***** TEXTO PARA LEITURA

- Folha de S. Paulo
Presidente precisaria dormir para não impor desonras novas às Forças Armadas
O presidente Jair Bolsonaro dorme mal. E isso o leva a refletir diante do espelho: “Será que termino o mandato?”. Em outras circunstâncias, mais pessimistas, a imagem refletida lhe diz: “Você não termina o mandato”. E a prefiguração que lhe tira o sono não está relacionada ao eventual sucesso ou insucesso da política econômica de Paulo AI-5 Guedes.
Tenha-se sobre esta a ideia que for, pobre não volta a nadar em iogurte tão cedo. Temos os nossos reacionários disfarçados de liberais a nos lembrar: “Não existe iogurte grátis!”.
Como que do nada, o chefe fez o ministro da Defesa, Fernando Azevedo e Silva, passar o constrangimento de levar ao Congresso um projeto de lei —mais um!— que institui a excludente de ilicitude. Nesse caso, para as operações de Garantia da Lei e da Ordem. Azevedo e Silva afrontava, a contragosto, a memória do Exército, da República e até do bom senso.
Em entrevista à TV Record, o presidente refletiu: “Se assinar o decreto [de GLO], a tropa de segurança vai pra lá. Entra (sic) as Forças Armadas, Polícia Federal, Polícia Civil, Polícia Militar e PRF. Nessas condições, eu quero que esse pessoal vá pra fazer valer a sua força para recuperar a normalidade. Essa força tem que chegar para se impor. E não pode chegar pra se impor, e o policial responder por um processo e ser condenado a 30 anos de cadeia”.
Mas se impor contra quem? Aquela imagem insone no espelho é má conselheira. Em certa medida, ela conta com uma desordem que fosse patrocinada pelas esquerdas para, então, dar vazão à pulsão disruptiva do presidente e da turma que com ele chegou ao poder.
Até porque ele enfrenta, na extrema direita, a concorrência de Wilson Witzel e João Doria. Afinal, enfileiram-se corpos negros estaduais para satisfazer a fúria de algozes. Mas Bolsonaro, até agora, não pôde oferecer a sua cota de cadáveres negros federais.

**********
***** LINHAS EXIBIDAS

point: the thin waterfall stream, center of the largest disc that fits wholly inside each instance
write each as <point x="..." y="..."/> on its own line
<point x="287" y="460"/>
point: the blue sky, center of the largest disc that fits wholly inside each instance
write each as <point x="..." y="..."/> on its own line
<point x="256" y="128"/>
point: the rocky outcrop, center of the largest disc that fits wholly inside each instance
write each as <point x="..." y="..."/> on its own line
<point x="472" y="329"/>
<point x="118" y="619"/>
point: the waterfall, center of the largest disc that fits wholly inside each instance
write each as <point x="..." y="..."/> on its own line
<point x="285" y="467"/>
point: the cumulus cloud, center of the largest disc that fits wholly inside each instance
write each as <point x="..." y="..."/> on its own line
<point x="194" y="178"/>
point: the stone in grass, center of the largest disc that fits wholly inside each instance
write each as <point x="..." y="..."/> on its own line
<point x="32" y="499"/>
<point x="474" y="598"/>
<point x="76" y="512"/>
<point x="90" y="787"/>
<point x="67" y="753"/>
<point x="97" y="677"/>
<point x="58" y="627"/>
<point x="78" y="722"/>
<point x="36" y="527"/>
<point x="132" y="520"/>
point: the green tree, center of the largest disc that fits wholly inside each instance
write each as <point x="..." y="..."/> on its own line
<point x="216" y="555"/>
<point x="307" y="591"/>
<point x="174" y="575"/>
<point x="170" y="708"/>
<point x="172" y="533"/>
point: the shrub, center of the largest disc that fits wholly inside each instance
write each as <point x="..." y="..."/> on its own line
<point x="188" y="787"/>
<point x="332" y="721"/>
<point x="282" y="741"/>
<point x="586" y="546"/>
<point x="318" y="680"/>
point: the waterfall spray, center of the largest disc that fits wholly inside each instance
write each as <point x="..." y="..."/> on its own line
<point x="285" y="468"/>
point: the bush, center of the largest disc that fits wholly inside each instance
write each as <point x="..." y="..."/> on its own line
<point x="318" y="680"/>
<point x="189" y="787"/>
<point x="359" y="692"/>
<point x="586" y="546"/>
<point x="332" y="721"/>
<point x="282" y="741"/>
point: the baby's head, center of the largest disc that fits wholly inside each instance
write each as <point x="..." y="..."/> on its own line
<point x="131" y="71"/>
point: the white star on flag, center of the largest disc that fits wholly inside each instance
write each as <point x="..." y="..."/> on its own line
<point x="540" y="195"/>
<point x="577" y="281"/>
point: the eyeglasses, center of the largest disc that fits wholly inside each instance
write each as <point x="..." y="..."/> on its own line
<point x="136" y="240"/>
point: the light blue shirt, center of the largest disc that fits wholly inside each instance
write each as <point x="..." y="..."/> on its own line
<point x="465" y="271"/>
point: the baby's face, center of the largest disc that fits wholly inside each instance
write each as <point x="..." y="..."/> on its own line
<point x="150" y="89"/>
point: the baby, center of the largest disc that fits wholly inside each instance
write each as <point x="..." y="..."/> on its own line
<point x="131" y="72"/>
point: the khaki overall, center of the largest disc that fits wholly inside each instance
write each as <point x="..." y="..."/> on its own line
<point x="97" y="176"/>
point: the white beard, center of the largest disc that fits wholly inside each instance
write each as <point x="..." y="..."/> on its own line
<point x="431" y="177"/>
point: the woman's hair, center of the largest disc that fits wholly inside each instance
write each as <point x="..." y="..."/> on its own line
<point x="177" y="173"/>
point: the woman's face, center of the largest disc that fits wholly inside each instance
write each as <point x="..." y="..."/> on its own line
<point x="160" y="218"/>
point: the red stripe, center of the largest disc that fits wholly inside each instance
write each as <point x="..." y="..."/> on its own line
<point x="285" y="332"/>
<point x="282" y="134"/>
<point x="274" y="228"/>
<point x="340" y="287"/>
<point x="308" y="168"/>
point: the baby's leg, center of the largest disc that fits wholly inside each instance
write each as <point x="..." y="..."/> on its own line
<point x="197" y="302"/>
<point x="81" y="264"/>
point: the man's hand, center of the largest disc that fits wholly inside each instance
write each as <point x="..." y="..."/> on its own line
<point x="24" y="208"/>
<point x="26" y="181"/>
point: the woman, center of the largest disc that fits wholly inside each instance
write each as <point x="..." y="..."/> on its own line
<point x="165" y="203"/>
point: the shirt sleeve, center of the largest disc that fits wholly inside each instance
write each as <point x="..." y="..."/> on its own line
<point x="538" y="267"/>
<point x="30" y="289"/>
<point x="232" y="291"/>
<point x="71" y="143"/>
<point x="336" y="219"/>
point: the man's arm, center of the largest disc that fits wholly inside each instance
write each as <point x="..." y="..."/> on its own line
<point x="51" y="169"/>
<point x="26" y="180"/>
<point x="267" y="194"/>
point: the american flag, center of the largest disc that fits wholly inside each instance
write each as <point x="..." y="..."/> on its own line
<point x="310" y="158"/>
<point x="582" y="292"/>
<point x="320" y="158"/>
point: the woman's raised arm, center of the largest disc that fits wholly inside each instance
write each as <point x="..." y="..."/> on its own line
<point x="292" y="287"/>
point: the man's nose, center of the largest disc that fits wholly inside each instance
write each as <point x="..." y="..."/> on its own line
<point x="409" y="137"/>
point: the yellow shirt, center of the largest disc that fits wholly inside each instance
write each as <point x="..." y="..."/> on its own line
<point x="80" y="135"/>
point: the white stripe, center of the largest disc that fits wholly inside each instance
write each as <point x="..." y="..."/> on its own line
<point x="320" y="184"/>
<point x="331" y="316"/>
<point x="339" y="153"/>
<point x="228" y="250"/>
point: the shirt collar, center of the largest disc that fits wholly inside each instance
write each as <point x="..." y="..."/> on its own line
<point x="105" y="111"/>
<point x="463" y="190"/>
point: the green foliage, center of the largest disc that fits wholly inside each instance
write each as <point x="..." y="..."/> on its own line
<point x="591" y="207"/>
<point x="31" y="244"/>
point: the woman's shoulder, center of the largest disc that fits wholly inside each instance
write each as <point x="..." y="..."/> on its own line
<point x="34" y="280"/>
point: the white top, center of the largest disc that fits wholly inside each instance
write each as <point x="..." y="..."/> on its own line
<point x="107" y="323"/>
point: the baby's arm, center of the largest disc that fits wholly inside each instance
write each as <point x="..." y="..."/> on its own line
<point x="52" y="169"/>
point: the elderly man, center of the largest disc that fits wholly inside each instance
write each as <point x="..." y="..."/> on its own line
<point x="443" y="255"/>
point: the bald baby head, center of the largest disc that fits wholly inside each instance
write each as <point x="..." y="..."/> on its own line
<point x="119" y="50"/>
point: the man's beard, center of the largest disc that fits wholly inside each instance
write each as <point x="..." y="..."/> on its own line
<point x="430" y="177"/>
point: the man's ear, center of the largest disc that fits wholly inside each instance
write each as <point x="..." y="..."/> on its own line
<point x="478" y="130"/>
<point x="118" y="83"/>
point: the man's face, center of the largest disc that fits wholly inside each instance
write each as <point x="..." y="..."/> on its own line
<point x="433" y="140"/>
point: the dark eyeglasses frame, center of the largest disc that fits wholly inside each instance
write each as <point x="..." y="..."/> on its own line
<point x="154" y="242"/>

**********

◆ ENUNCIADO 1:
Segundo o texto para leitura, a que operações se aplica a excludente de ilicitude no projeto de lei levado ao Congresso?
◆ ENUNCIADO 2:
Na entrevista à TV Record citada no texto para leitura, que justificativa o presidente dá para que o policial não responda a processo? Responda em até três frases.
◆ ENUNCIADO 3:
Quais forças, segundo a fala do presidente reproduzida no texto para leitura, entram em ação se ele assinar o decreto de GLO? Liste todas.

◆ RESPOSTA 1:
Às operações de Garantia da Lei e da Ordem.

◆ RESPOSTA 2:
Segundo o presidente, a força enviada precisa chegar para se impor e recuperar a normalidade. Para ele, ela não pode se impor se o policial depois tiver de responder a um processo e for condenado a 30 anos de cadeia.

◆ RESPOSTA 3:
Forças Armadas, Polícia Federal, Polícia Civil, Polícia Militar e PRF.